→ **Brief**
Send back all the data below, exactly as given.

Data entries
▬▬▬▬▬▬

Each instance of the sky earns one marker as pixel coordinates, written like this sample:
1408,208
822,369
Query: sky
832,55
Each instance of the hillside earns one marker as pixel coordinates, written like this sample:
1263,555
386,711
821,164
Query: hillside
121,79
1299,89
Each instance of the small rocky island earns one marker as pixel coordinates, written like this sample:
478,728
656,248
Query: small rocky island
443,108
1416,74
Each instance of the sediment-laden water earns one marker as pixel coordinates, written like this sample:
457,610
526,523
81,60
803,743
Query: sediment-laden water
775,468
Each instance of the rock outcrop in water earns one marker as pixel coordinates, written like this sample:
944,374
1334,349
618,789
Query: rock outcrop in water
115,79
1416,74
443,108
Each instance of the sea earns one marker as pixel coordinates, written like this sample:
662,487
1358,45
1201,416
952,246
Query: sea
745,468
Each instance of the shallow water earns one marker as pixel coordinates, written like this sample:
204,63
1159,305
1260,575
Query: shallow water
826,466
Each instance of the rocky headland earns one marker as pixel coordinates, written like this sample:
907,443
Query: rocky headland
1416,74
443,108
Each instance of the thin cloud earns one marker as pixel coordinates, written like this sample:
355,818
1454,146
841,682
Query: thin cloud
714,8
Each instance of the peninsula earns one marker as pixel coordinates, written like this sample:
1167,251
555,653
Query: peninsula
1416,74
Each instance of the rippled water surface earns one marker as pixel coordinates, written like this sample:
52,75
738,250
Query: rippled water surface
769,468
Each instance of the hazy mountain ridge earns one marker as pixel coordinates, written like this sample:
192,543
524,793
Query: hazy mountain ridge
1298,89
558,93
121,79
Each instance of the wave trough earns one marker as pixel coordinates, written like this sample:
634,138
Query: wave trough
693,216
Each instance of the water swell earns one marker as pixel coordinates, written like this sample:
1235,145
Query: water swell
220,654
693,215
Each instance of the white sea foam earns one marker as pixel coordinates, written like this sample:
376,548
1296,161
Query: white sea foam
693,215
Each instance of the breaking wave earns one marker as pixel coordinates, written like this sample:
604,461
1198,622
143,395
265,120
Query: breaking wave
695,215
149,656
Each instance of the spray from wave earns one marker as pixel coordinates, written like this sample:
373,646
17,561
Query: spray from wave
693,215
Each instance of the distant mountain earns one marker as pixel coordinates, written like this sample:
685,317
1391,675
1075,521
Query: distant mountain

▬▬▬▬▬▬

→ **Task output**
Each instance of the sky earns one marker as pixel coordinates, written like this sample:
1408,208
822,369
Query: sky
832,55
Each instance of the hillside earns one marker as pixel coordinates, written like this sample:
1263,555
386,711
821,164
Query: hillside
121,79
1299,89
Each instance of the small rocky island earns one marker as pixel coordinates, written like this sample:
478,728
656,248
Query: small rocky island
443,108
1416,74
Each instance of the sediment-laden water earns one marker as pixel coordinates, written like this sample:
457,610
526,523
81,60
803,743
Query: sediment-laden water
775,468
Each instance of the rock outcrop in water earns one marker as pixel coordinates, written like this sample:
944,374
1334,349
618,789
Query: rock outcrop in water
115,79
1416,74
443,108
Each instance of the sea earns one marker as pixel coordinates, written like this sample:
662,487
1358,45
1201,416
952,246
Query: sea
745,468
Each instance of the shallow water earns one marker as pixel coordinates, written like this sample:
204,63
1159,305
1260,575
Query: shallow water
826,466
Each instance of the rocky headland earns one marker as pixel coordinates, written like this sample:
907,443
Query: rocky headland
1416,74
443,108
Each instance of the thin cloud earns one marker as pixel coordinates, written like this sample:
355,818
1454,146
841,682
Query: thin cloud
714,8
Each instance of the peninsula earns one marker as pixel coordinates, written like this sample:
1167,251
555,653
Query: peninsula
1416,74
Each instance of the rippled water surface earns one marker as pixel coordinates, written like this sample:
52,75
738,250
Query: rippled water surface
769,468
Each instance of the hazy mountain ridge earns one marker as pixel coordinates, written like this sample:
192,543
524,793
Query: hazy mountain ridge
1298,89
558,93
121,79
Each instance of the wave trough earns one marker as pixel coordinates, written like this sample:
634,138
Query: wave trough
693,216
Each instance of the water swell earns one marker as pixel coordinates, written like this sample:
1235,145
Query: water swell
220,654
693,215
Each instance of the white sea foam earns one marker as pixel coordinates, written like this sample:
376,548
1296,161
Query: white sea foam
693,215
Each instance of the breaking wave earns one marker as pixel coordinates, written like this sample:
604,461
1198,622
143,395
265,120
Query: breaking wave
695,215
149,656
Each instance of the spray from wave earns one marker as pixel coordinates, written like this sample:
373,646
17,561
Query: spray from wave
693,215
Each instance of the distant mountain earns one marker as pixel coordinates, written like this sample:
685,317
1391,675
1075,521
Query: distant mountain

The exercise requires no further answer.